====== Ausgangstext

Die radiologische Kontrolle sieben Wochen postoperativ zeigt eine gute Knochenanlagerung an die Implantate (Abb. 13). Nach dem Entfernen der temporären Kronen erfolgte die Reinigung der Implantatköpfe mit CHX-Gel (Abb. 14), die Innenflächen der VITA ENAMIC-Kronen konditioniert und die Kronen mit einem selbstadhäsiven Befestigungsmaterial (RelyX Unicem 2 Automix, 3M ESPE, D-Seefeld) eingegliedert. Da die Kronenränder im sichtbaren Bereich lagen, konnten alle Zementreste problemlos entfernt werden. Die Kronen fügten sich in Form und Farbe unauffällig in die Zahnreihe ein. Das Weichgewebe lagerte sich bereits unmittelbar nach dem Einsetzen direkt an die vollkeramischen Restaurationen an (Abb. 15 und 16).

Zusammenfassung

Bislang wurde die Einteiligkeit von Keramikimplantaten häufig als ein Nachteil bewertet. Bezüglich der prothetischen Versorgung können wir dies für bisher vorhandene Systeme bestätigen. Zwar war das Anpassen des Implantatkopfes bis zu einem gewissen Maße möglich, doch für die prothetische Versorgung waren uns keine praxisgerechten Methoden bekannt. Anders bei ceramic.implantat.

============

Aufgabe 1. Geben Sie aus dem Ausgangstext über Keramikimplantate den Abschnitt wortgetreu aus, der mit den Worten „Zusammenfassung“ beginnt und mit „Anders bei ceramic.implantat.“ endet.
Aufgabe 2. Schreiben Sie den Ausgangstext über die prothetische Versorgung von Keramikimplantaten im Anschluss an seinen letzten Satz weiter.

====== Bereitgestelltes Material

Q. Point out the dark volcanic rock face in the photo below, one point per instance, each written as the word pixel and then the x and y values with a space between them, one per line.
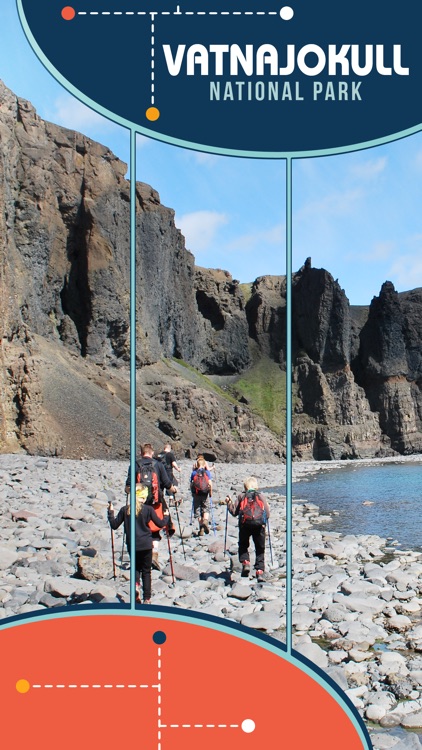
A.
pixel 225 329
pixel 357 372
pixel 65 301
pixel 321 317
pixel 266 313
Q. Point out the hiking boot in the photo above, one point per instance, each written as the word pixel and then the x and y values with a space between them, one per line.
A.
pixel 246 566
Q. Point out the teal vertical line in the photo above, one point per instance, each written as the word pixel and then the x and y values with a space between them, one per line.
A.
pixel 289 509
pixel 132 360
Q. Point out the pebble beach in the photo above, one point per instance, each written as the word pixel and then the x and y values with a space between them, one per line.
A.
pixel 356 599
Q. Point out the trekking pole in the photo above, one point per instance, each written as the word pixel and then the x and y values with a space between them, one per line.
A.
pixel 112 554
pixel 269 540
pixel 180 528
pixel 112 547
pixel 212 517
pixel 124 532
pixel 170 556
pixel 225 532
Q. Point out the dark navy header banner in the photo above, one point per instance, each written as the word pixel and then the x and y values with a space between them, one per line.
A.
pixel 249 78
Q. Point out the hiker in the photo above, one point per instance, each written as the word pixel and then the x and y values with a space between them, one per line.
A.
pixel 152 473
pixel 168 459
pixel 201 488
pixel 143 538
pixel 208 466
pixel 253 511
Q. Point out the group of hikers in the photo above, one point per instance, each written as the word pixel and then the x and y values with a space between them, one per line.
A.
pixel 155 485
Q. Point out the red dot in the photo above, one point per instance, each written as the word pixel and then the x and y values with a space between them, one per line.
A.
pixel 68 13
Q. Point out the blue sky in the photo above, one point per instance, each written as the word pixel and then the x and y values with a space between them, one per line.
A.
pixel 358 215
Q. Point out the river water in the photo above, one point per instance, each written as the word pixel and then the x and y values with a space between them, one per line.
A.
pixel 394 491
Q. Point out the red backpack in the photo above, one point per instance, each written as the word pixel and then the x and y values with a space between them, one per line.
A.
pixel 200 484
pixel 252 510
pixel 147 478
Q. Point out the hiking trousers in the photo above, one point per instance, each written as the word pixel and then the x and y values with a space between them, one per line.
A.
pixel 143 563
pixel 258 535
pixel 201 505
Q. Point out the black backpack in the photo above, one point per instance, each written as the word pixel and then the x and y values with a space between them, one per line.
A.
pixel 252 510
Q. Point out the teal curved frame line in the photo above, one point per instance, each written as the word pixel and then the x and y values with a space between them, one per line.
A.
pixel 289 157
pixel 197 620
pixel 188 144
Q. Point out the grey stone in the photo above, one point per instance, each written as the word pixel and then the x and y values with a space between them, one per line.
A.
pixel 314 653
pixel 262 621
pixel 48 600
pixel 240 592
pixel 8 556
pixel 182 572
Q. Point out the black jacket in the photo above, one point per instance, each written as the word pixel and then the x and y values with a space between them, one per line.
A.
pixel 163 478
pixel 142 532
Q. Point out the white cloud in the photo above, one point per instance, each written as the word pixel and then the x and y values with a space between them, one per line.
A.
pixel 275 235
pixel 71 113
pixel 369 169
pixel 200 228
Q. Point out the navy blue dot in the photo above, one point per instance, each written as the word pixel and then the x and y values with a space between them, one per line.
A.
pixel 159 637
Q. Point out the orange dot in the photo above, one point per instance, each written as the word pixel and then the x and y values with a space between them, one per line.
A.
pixel 152 113
pixel 68 13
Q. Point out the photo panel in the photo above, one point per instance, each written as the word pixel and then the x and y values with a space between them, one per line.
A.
pixel 356 432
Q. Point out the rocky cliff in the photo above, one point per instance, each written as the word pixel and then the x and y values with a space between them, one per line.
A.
pixel 64 309
pixel 357 371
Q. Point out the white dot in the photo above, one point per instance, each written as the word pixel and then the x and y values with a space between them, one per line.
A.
pixel 286 13
pixel 248 726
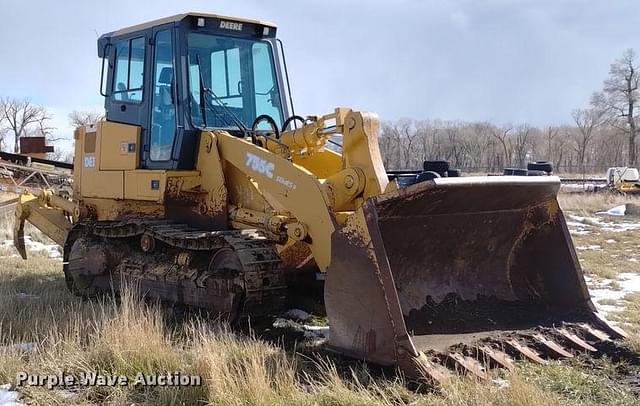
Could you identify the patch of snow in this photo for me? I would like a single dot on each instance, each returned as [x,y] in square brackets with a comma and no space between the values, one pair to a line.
[629,283]
[52,250]
[24,347]
[579,232]
[310,332]
[316,332]
[615,211]
[589,248]
[288,324]
[9,397]
[297,314]
[22,295]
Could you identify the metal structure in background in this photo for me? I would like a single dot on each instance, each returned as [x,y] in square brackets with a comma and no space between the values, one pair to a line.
[20,173]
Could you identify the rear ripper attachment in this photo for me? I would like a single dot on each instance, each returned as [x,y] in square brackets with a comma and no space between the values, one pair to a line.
[231,273]
[460,274]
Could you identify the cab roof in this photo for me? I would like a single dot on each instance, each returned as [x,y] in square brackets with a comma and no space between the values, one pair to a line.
[180,17]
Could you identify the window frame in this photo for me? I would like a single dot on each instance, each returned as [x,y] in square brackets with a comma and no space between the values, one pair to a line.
[275,72]
[114,91]
[154,72]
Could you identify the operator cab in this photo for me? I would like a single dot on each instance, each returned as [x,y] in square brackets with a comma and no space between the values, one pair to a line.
[179,75]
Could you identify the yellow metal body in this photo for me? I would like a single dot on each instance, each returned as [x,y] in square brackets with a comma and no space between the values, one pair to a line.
[305,191]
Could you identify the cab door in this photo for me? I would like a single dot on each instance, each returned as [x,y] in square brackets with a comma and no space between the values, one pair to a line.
[159,145]
[127,101]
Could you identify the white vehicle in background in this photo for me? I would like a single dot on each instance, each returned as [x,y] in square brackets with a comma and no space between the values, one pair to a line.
[624,179]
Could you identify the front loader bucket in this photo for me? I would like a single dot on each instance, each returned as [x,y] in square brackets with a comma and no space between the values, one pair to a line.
[454,261]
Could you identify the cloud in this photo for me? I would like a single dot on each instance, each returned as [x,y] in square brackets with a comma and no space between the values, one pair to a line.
[507,61]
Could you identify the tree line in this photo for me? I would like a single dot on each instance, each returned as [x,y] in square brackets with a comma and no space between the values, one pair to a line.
[19,117]
[598,136]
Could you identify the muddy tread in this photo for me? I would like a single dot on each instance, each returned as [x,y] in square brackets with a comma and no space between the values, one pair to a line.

============

Übungsergebnis 1.
Zusammenfassung

Bislang wurde die Einteiligkeit von Keramikimplantaten häufig als ein Nachteil bewertet. Bezüglich der prothetischen Versorgung können wir dies für bisher vorhandene Systeme bestätigen. Zwar war das Anpassen des Implantatkopfes bis zu einem gewissen Maße möglich, doch für die prothetische Versorgung waren uns keine praxisgerechten Methoden bekannt. Anders bei ceramic.implantat.

Übungsergebnis 2.
Hier hat der Hersteller die prothetischen Belange in die Entwicklung einbezogen und ein durchdachtes Komplettsystem entwickelt. Es ist möglich, geringfügige Formänderungen am Implantatkopf vorzunehmen und trotzdem konfektionierte Abformkappen zu verwenden. Wir haben die Vorzüge der Einteiligkeit zu schätzen gelernt. So ist kein Abutment notwendig. Daraus ergibt sich nicht nur ein wirtschaftlicher Vorteil.
Auch die kritische Implantat-Abutment-Verbindung wird umgangen. Am Interface zweiteiliger Implantate kann es durch biologische und mechanische Ursachen – bedingt durch den Microgap zwischen Implantat und Abutment – zur Ausbildung von Knocheneinbrüchen von zirka 2 mm apikal kommen [7–9]. Diese Problematik gibt es bei einteiligen Implantaten nicht.

Fazit

Keramikimplantate sind heute eine adäquate Ergänzung im implantologischen Portfolio. Je nach Indikation und Patientenbedürfnis verwenden wir entweder konventionelle zweiteilige Titanimplantatsysteme oder greifen auf Keramikimplantate zurück.

In ceramic.implant von vitaclinical haben wir ein chirurgisch und prothetisch gut durchdachtes System für die metallfreie implantatprothetische Therapie gefunden.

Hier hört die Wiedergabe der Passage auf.